[SELECTED EXCERPT]
##############################

A 3D scatter chart showing the relationships between articles when plotted against Leadership, Engineering, and Productivity topics

We can still get the distance between points, but now we’re comparing across three dimensions. OpenAI uses thousands of dimensions to create embeddings, but the concept is the same. The closer two nodes are, the more related they are.

This approach solves all our issues. We get more accurate, reliable, recommendations with one API call. Because of this, we can afford to send more data to make the recommendations better. Since this is no-longer chat based, the response is a structured data format. The embedding data may be different if we ran it again, but the data structure would be the same.

Sending the right data to the AI

We can send more data to the API, but which data do we send? We could send the whole article, but we would soon hit the token limit. Luckily, ChatGPT is great at summarizing and categorizing text. We can use this to our advantage and ask it to generate tags for all our articles. By sending tags instead of the full article, we send less data but still get the point of the article across. Because I was only doing this once, I used the ChatGPT app. This came with the added benefit of using the more powerful GPT4 engine that isn’t available to us on the API.

##############################

[DATA BELOW]
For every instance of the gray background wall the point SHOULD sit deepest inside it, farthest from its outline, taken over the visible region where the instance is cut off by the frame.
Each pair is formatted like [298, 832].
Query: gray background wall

##############################

[AIM OF THE TASK] Extend the excerpt on embedding-based article recommendations, starting right after its closing sentence about the GPT4 engine.

[EXERCISE ANSWER]
Here’s the prompt I wrote:

Given the following markdown article, please suggest five tags formatted as yaml:

{ARTICLE_CONTENT}

Notice I’m using the BDD test style again. I didn’t provide an example response, so the results weren’t reliable. Since this was using the ChatGPT app though, it didn’t matter too much. It had the context of the previous chat messages so I could refine the result. When it returned the results in the wrong format, I would ask it to, “reformat the response as yaml” and it fixed it up. I could also refine the suggestions by saying, “swap {TAG_NAME} for another suggestion”.

Here were the suggestions for this article:

- AI experimentation
- recommendation feature
- OpenAI API
- embeddings
- article tagging

It took a while to generate all the tags, but it was a one-time operation. Once I had all the tags, I wrote a script that fetched all the articles and extracted their tags. I then sent an array of these to the embedding endpoint and got all the data back to run comparisons against later.

{
  input: [
    "Experimenting with AI: AI experimentation, recommendation feature, OpenAI API, embeddings, article tagging",
    "Increase your focus with pomodoro: Productivity, Time Management, Focus Technique, Pomodoro Technique, Distraction Management",
    "Running a Conference: conference, event organization, sponsorship, diversity fund, speaker payment",
    //… 
  ]
}

Cosine similarity formula

Our brains can’t handle graphs in dimensions higher than the three we live in, but computers have no problem with it. Using the cosine similarity formula, we can get the distance between two points in any number of dimensions. Letting the compute-cosine-similarity npm package do the heavy-lifting, made computing similarity a breeze. To get the recommended articles, I loop through all the articles and calculate their similarity to the current article. Then I sort the array by similarity, remove the first result, and return the next three. This is all done against the dataset we generated previously, so it’s really fast.

Takeaways

This approach solved all the issues with the first POC. It’s much more reliable since we’re dealing with deterministic data. There’s only one API call that’s made once every few weeks. Most importantly, the recommendations are much better. They’re not perfect, but they’re good enough.

// For "Running a Conference"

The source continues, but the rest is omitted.